* **Passage**:

|---|

Grow, Gift, Repair

What’s really going on with equity?

The man on the receiving end of these queries, Chauncy Spencer , described another offer in which a group of investors would dispatch their lawyers to help him and his partners get through the red tape of permitting in exchange for carrying their brand of cannabis products. But Spencer, who has a background in biochemistry, has developed an aeroponic cultivation system, and he hopes to produce, sell, and distribute his own cannabis products — not just be a “vape shop” selling others’ goods.

A cornerstone of Massachusetts’s marijuana legalization law is its commitment to righting the wrongs of the war on drugs, specifically the prohibition on marijuana, which fell heavily on communities of color in the form of arrests, incarceration, and lifelong criminal records. Under the social equity provisions of the law, economic empowerment applicants are to get priority license review and technical assistance aimed at giving them a leg up in the legal cannabis industry. So far, however, social equity looks a lot more impressive on paper than it does in reality. Two figures starkly tell the story: More than 120 people qualified for economic empowerment status last May; as of the beginning of this year, not a single one of them was among the scores of cannabis businesses to make it through the state licensing process.

Instead of ushering in a diverse and inclusive industry, legalization has so far underscored entrenched economic patterns. The net worth of African-Americans in the Boston area is just $8, compared to nearly $250,000 for whites, according to a 2015 Federal Reserve Bank of Boston study. Starting any business is a capital-intensive endeavor, let alone one in a heavily regulated market largely shut off from traditional bank financing and government funding due to the continuing federal prohibition on pot.

Despite its language on equity, Massachusetts’s marijuana law otherwise creates structural challenges for those with limited resources. Would-be marijuana business owners must secure a physical site and local approvals before the commission even considers them for a license. This poses a formidable barrier, especially in Boston with its costly and cut-throat real estate market. And it means aspiring entrepreneurs must negotiate the thicket of city hall politics and hammer out host community agreements, a potentially costly endeavor that favors those with deep pockets.
These constraints stand in stark contrast to the wealth surging through the wider marijuana industry. It’s not just “green rush” investors, but global conglomerates such as Constellation, the maker of Corona beer, which last year bought a $4 billion stake in a Canada-based marijuana growing company. In the US, the industry has a well-formed foundation in medical marijuana, which is legal in more than half the states. Medical dispensaries were one of the key forces behind the legalization campaign in Massachusetts, and they also receive priority review for recreational licenses. Not surprisingly, they figure prominently among the early crop of licensees.

These early rough-and-tumble days of legal cannabis in Massachusetts have exposed the tensions between growing a thriving industry, one that will boost the economy and state and municipal coffers, while also ensuring that people of color are able to share in the wealth, not just as employees but owners. The fact that there’s so much money sloshing around the nascent industry may create opportunities for minority entrepreneurs, but it also raises the prospect of exploitation; investors may regard them less as partners and more as a means to gain an advantage in a fiercely competitive market.

“There’s an imbalance in power when it comes investors in this state and entrepreneurs in this state, especially entrepreneurs of color, and especially in this industry because there are a lot of unknowns,” says Shanel Lindsay, a lawyer and entrepreneur who was a leading advocate for equity during and since the state’s legalization campaign. “All of those factors lead to a situation where people can get taken advantage of.”

|---|

Items from a data source:
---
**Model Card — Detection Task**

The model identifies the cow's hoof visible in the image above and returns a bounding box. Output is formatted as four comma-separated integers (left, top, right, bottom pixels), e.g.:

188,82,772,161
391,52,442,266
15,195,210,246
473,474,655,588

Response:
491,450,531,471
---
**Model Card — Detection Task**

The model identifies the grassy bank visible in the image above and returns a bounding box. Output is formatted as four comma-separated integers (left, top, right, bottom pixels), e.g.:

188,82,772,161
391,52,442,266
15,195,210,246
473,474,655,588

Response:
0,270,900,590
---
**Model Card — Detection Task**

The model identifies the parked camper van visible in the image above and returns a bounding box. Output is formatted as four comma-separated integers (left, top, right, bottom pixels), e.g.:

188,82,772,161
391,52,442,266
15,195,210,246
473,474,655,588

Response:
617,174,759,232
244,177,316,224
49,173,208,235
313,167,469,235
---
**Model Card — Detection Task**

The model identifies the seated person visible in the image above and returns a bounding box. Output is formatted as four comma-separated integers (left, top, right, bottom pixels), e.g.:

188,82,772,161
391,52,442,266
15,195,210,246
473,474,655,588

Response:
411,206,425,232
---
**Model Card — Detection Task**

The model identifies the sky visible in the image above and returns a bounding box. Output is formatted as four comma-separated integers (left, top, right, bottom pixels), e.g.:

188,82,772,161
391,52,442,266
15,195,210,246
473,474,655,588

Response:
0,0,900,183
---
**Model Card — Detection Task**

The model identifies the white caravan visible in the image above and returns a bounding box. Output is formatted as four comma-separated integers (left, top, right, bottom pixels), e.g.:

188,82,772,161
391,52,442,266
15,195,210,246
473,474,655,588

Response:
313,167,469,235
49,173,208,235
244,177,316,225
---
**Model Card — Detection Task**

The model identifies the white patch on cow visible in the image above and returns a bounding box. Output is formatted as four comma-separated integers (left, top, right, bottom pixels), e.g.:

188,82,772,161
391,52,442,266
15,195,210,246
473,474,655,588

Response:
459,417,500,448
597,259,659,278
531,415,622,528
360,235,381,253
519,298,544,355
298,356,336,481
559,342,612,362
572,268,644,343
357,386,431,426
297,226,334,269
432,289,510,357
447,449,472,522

|---|

* **Using the information**:
1) Based on the passage about cannabis equity in Massachusetts, decide whether each statement agrees with the text: (a) More than 120 people qualified for economic empowerment status last May. (b) Medical dispensaries get priority review for recreational licenses. (c) Would-be marijuana business owners can receive a license before securing a physical site. Answer yes or no for each, and quote the words from the text that decide it.
2) Rewrite the passage about cannabis equity from "Instead of ushering" to "prohibition on pot.", replacing "ushering in" with "bringing about".

* **Solutions per task**:
1)
(a) Yes: "More than 120 people qualified for economic empowerment status last May"
(b) Yes: "they also receive priority review for recreational licenses"
(c) No: "Would-be marijuana business owners must secure a physical site and local approvals before the commission even considers them for a license"

2)
Instead of bringing about a diverse and inclusive industry, legalization has so far underscored entrenched economic patterns. The net worth of African-Americans in the Boston area is just $8, compared to nearly $250,000 for whites, according to a 2015 Federal Reserve Bank of Boston study. Starting any business is a capital-intensive endeavor, let alone one in a heavily regulated market largely shut off from traditional bank financing and government funding due to the continuing federal prohibition on pot.